### Activity
Produce a faithful copy of the data, one that leaves out the pictures.

::: Information shown :::

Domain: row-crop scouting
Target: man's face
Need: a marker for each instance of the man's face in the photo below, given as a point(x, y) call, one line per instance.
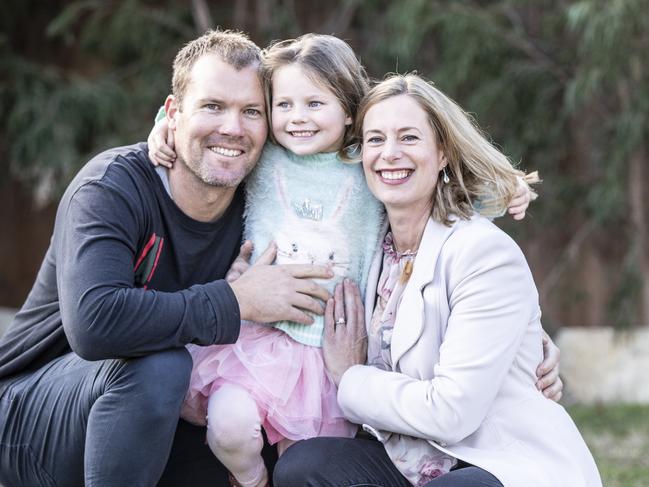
point(220, 127)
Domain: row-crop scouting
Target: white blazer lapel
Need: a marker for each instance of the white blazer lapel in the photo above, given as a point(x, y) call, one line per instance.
point(409, 324)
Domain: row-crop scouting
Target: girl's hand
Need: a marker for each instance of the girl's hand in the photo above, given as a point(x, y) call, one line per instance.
point(548, 372)
point(161, 144)
point(345, 336)
point(524, 195)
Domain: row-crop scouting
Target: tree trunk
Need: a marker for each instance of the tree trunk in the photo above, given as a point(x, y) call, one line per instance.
point(638, 181)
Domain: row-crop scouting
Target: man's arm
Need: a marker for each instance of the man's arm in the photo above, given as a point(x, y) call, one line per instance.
point(105, 316)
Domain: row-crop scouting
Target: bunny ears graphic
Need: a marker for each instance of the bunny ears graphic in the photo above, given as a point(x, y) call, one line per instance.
point(307, 208)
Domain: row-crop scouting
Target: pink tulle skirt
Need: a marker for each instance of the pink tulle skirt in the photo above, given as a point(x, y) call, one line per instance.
point(287, 379)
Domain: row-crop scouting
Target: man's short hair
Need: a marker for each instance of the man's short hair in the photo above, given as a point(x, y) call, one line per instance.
point(233, 47)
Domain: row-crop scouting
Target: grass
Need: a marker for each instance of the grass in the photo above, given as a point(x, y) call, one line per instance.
point(618, 437)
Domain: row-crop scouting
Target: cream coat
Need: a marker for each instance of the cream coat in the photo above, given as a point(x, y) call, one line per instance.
point(465, 347)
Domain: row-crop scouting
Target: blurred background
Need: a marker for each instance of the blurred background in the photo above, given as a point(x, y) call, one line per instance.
point(561, 86)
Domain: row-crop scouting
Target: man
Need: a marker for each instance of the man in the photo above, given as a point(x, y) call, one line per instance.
point(93, 370)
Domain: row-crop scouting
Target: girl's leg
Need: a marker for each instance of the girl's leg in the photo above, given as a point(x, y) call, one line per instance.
point(234, 435)
point(282, 445)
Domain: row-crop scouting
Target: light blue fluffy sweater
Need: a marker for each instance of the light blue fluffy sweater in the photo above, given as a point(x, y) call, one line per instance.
point(318, 210)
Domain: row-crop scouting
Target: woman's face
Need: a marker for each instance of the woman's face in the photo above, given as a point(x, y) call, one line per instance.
point(401, 159)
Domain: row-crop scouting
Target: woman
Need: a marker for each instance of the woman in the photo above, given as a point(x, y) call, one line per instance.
point(453, 328)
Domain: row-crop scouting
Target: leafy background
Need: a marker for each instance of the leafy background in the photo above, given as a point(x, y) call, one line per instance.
point(561, 86)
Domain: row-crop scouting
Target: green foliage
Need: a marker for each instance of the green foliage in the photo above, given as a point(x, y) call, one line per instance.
point(103, 91)
point(562, 87)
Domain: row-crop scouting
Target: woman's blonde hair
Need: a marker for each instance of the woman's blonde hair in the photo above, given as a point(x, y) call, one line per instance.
point(329, 62)
point(481, 178)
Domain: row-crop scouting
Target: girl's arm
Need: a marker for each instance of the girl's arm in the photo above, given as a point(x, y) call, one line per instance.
point(161, 142)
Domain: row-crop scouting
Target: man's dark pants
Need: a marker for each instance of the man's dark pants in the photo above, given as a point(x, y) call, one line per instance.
point(104, 423)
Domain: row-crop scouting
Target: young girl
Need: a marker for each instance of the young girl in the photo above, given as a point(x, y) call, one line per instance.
point(316, 207)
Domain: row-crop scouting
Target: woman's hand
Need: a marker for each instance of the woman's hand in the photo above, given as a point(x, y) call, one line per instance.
point(548, 372)
point(161, 144)
point(345, 336)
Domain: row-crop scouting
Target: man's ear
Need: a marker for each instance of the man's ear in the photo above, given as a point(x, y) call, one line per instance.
point(172, 109)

:::

### Solution below
Domain: row-crop scouting
Target: man's face
Need: a marker for each instance of the man's face in the photo below, given as a point(x, y) call, one line per instance.
point(220, 127)
Domain: row-crop scouting
Target: white blazer lapel
Need: a marker for each instance of the white blazer lapel in the photo above, given as a point(x, y) call, one line per instance.
point(409, 324)
Domain: row-crop scouting
Target: girl's hand
Need: a marker for each instance of the girl's hand in the photo above, given as a point(x, y) call, one line per instance.
point(548, 372)
point(161, 144)
point(345, 336)
point(524, 195)
Domain: row-crop scouting
Target: tree trunk
Need: a marker for each instance of the tree trunk in the photo above, given as a point(x, y) call, one line per instance.
point(638, 181)
Domain: row-crop scouting
Target: man's arm
Need: a marker for each instance of the man's arm in the photo above, given as a point(x, y) call, one line per instance.
point(105, 316)
Domain: row-crop scouting
Target: bunny ears graphic
Need: a marker for each instance of the bunny ears graphic in the photo above, given as a point(x, y) call, one line per instance.
point(307, 208)
Domain: row-crop scouting
Target: pink tulle skirt
Need: a marker for each instance of the pink tulle skirt in the photo above, given as a point(x, y) call, one line per instance.
point(287, 379)
Domain: row-crop scouting
Target: man's short hair
Need: a marker for each instance of the man's short hair in the photo above, given as a point(x, y) call, one line per instance.
point(233, 47)
Domain: row-crop scouting
Target: grass
Need: a marker for each instance of the grass in the photo above, given as a point(x, y) call, one line per instance.
point(618, 437)
Domain: row-crop scouting
Target: cream coat
Need: a marker for each instance of the cream coat in the photo above, given as a point(x, y) call, one line per instance.
point(465, 347)
Domain: row-crop scouting
Target: blurred background
Need: a marker for each instance of the blurred background in the photo above, given as a point(x, y) call, one line per instance.
point(561, 86)
Domain: row-crop scouting
Target: man
Need: a marker for each instance of the man in the photo above, given as a point(x, y) call, one line per instance.
point(93, 370)
Domain: row-crop scouting
Target: girl's leg
Need: a marker for each instance of the girl's leg in the photo above, given as a point(x, y) call, one line per instance.
point(234, 435)
point(282, 445)
Domain: row-crop scouting
Target: light blue fluffy sweater
Need: a marker for each instance of the light blue fluffy sweater in the photo above, given as a point(x, y) call, one line per instance.
point(318, 210)
Domain: row-crop scouting
Target: woman's face
Need: a marker for each instance of the woman's face in the photo above, given as a point(x, y) call, one line per instance.
point(401, 159)
Domain: row-crop scouting
Target: woman
Need: a marker for each instance of the woman in the photo above, given as a point(x, y) call, one line per instance.
point(453, 328)
Domain: row-crop scouting
Target: leafy background
Need: a marker for each instance of the leafy background in the photo above, given as a point(x, y) call, one line per instance.
point(561, 86)
Domain: row-crop scouting
Target: green foliage
Need: a marker for each instance of the green foliage in the photo above, given as a point(x, y) call, one line per instance.
point(103, 91)
point(562, 87)
Domain: row-crop scouting
Target: woman's blonde hair
Need: a marker for each instance of the woman's blonde hair in the photo above, given as a point(x, y) call, one line per instance.
point(329, 62)
point(481, 178)
Domain: row-crop scouting
Target: girl's arm
Need: a marker for each instance of the girl's arm in the photo above, given as a point(x, y) call, one line per instance.
point(161, 142)
Domain: row-crop scouting
Target: man's dark pants
Need: a marker for each instance of the man's dark pants in the photo above, given as a point(x, y) call, one line per instance.
point(104, 423)
Domain: row-crop scouting
Target: young girl
Need: a marker for each instance of the young girl in the photo above, given as a point(x, y) call, one line per instance.
point(316, 207)
Domain: row-crop scouting
Target: woman's hand
Need: a marker for each instance of the woman's hand in the photo above, given as a point(x, y) call, one line per instance.
point(548, 372)
point(161, 144)
point(345, 336)
Domain: row-crop scouting
Target: man's ear
Need: a marker for each instance of the man's ear in the photo above, given as a point(x, y) call, one line per instance.
point(172, 109)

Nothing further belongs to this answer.